Keywords: bilingualism, theory of mind


Human beings are physically independent but psychologically connected. We deal with others through thinking about their mental states—their beliefs, intentions, and experiences—evidencing theory of mind (ToM). ToM is fundamental to social life, influencing the quantity and quality of social interaction. Most studies on ToM focus on typically developing young children or those with delays (e.g., autism, deafness). What about children who may have accelerated ToM development, such as, possibly, bilingual children?

More than half the world’s population is bilingual or multilingual, including many children (Bialystok et al., 2012). For example, in the United States, bilinguals make up more than a quarter of young children from birth to age 8. The population of bilingual children is increasing worldwide, and bilingualism will soon become the norm instead of the exception.

One difficulty in understanding and studying bilinguals is that bilingualism cannot be defined precisely (Lynch, 2017). For example, how proficient and via what measures must someone be in both languages to qualify as bilingual? How early in life must proficiency in a second language begins for someone to be considered a bilingual rather than a second language learner? Inevitably, but sensibly, the answers to these questions differ for different researchers or educators pursuing different questions of theory or practice. But many difficulties dissolve if we speak only of young bilingual children exposed to two languages early in life. Fortunately, almost all the studies that have examined bilingualism and ToM have been conducted with young children, who receive early and naturalistic exposure to two languages and who use two languages systematically and regularly.

▶ _Record extracts_:
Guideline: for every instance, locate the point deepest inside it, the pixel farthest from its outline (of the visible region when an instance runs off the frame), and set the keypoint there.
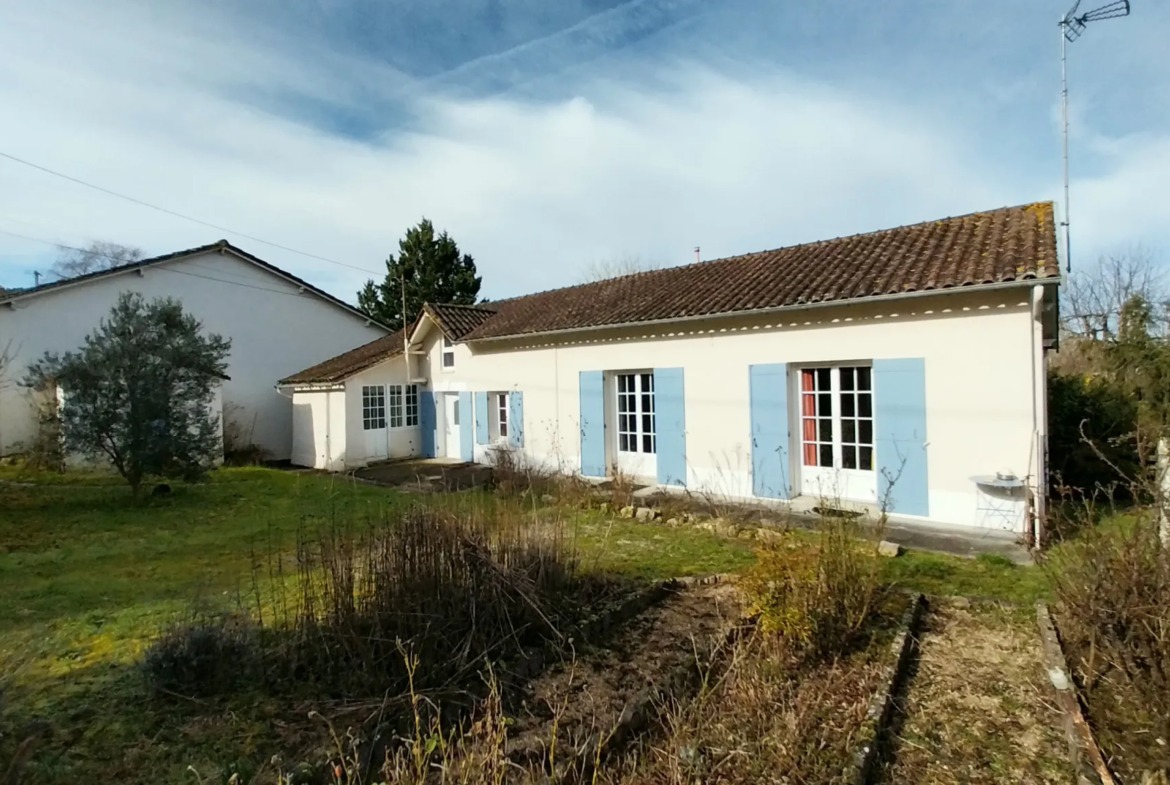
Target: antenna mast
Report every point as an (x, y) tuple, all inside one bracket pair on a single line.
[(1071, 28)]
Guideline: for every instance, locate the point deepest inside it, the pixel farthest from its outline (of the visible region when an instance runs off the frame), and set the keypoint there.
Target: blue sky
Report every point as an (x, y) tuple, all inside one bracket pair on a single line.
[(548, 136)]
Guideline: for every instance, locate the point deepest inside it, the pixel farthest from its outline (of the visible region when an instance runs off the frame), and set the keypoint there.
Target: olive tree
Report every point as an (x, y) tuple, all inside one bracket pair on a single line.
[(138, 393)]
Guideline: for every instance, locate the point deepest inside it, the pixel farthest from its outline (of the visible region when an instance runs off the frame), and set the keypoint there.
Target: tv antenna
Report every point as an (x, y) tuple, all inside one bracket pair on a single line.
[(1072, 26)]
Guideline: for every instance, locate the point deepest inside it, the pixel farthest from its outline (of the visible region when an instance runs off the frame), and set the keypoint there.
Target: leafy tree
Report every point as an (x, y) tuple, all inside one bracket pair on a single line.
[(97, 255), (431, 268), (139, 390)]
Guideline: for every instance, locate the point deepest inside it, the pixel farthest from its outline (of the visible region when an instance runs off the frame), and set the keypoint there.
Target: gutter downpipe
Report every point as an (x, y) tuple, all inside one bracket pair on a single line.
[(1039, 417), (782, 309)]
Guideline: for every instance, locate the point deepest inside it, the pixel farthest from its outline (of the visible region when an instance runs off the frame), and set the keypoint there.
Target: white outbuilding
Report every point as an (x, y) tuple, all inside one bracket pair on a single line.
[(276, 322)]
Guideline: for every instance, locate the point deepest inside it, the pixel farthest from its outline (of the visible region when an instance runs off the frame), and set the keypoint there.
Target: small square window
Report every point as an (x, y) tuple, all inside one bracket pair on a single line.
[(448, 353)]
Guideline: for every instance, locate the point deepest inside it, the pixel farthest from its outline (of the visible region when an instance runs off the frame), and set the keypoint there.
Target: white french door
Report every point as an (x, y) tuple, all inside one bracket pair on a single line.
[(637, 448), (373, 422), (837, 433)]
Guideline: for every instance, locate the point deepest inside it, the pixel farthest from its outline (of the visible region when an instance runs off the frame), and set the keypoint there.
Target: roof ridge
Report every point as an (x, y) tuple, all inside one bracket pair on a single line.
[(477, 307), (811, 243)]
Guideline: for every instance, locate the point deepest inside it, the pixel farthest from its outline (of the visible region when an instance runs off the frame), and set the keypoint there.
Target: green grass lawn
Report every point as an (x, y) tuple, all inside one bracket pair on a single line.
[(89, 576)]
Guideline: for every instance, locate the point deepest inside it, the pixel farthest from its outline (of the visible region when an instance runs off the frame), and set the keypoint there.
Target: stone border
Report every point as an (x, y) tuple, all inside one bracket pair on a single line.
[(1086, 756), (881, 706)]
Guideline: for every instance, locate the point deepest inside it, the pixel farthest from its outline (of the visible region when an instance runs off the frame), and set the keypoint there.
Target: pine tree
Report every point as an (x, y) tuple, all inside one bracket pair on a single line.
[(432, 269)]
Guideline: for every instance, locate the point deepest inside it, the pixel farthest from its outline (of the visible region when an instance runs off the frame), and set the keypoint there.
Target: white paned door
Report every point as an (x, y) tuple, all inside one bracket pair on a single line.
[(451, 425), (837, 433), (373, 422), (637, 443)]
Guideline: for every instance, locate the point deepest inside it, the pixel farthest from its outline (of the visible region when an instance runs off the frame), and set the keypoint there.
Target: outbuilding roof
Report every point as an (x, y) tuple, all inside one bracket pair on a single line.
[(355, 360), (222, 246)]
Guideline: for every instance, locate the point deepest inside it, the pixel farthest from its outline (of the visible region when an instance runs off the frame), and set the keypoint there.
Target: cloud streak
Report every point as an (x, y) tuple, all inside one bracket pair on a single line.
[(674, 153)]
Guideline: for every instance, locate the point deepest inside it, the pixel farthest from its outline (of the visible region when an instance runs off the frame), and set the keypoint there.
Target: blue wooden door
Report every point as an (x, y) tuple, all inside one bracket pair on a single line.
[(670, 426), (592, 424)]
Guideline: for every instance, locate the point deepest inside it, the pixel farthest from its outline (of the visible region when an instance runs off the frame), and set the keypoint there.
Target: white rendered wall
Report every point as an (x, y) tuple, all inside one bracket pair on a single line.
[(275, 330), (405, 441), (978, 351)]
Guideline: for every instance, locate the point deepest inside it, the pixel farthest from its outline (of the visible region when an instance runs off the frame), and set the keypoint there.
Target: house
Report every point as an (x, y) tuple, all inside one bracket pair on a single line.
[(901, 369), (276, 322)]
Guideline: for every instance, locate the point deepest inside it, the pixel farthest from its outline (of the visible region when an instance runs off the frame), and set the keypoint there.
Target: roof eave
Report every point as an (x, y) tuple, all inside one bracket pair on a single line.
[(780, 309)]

▶ _Written problem_: Can you write out the whole passage on bilingual children and theory of mind, word for word? You won't need the items for this.

▶ _Solution for this task_:
Keywords: bilingualism, theory of mind


Human beings are physically independent but psychologically connected. We deal with others through thinking about their mental states—their beliefs, intentions, and experiences—evidencing theory of mind (ToM). ToM is fundamental to social life, influencing the quantity and quality of social interaction. Most studies on ToM focus on typically developing young children or those with delays (e.g., autism, deafness). What about children who may have accelerated ToM development, such as, possibly, bilingual children?

More than half the world’s population is bilingual or multilingual, including many children (Bialystok et al., 2012). For example, in the United States, bilinguals make up more than a quarter of young children from birth to age 8. The population of bilingual children is increasing worldwide, and bilingualism will soon become the norm instead of the exception.

One difficulty in understanding and studying bilinguals is that bilingualism cannot be defined precisely (Lynch, 2017). For example, how proficient and via what measures must someone be in both languages to qualify as bilingual? How early in life must proficiency in a second language begins for someone to be considered a bilingual rather than a second language learner? Inevitably, but sensibly, the answers to these questions differ for different researchers or educators pursuing different questions of theory or practice. But many difficulties dissolve if we speak only of young bilingual children exposed to two languages early in life. Fortunately, almost all the studies that have examined bilingualism and ToM have been conducted with young children, who receive early and naturalistic exposure to two languages and who use two languages systematically and regularly.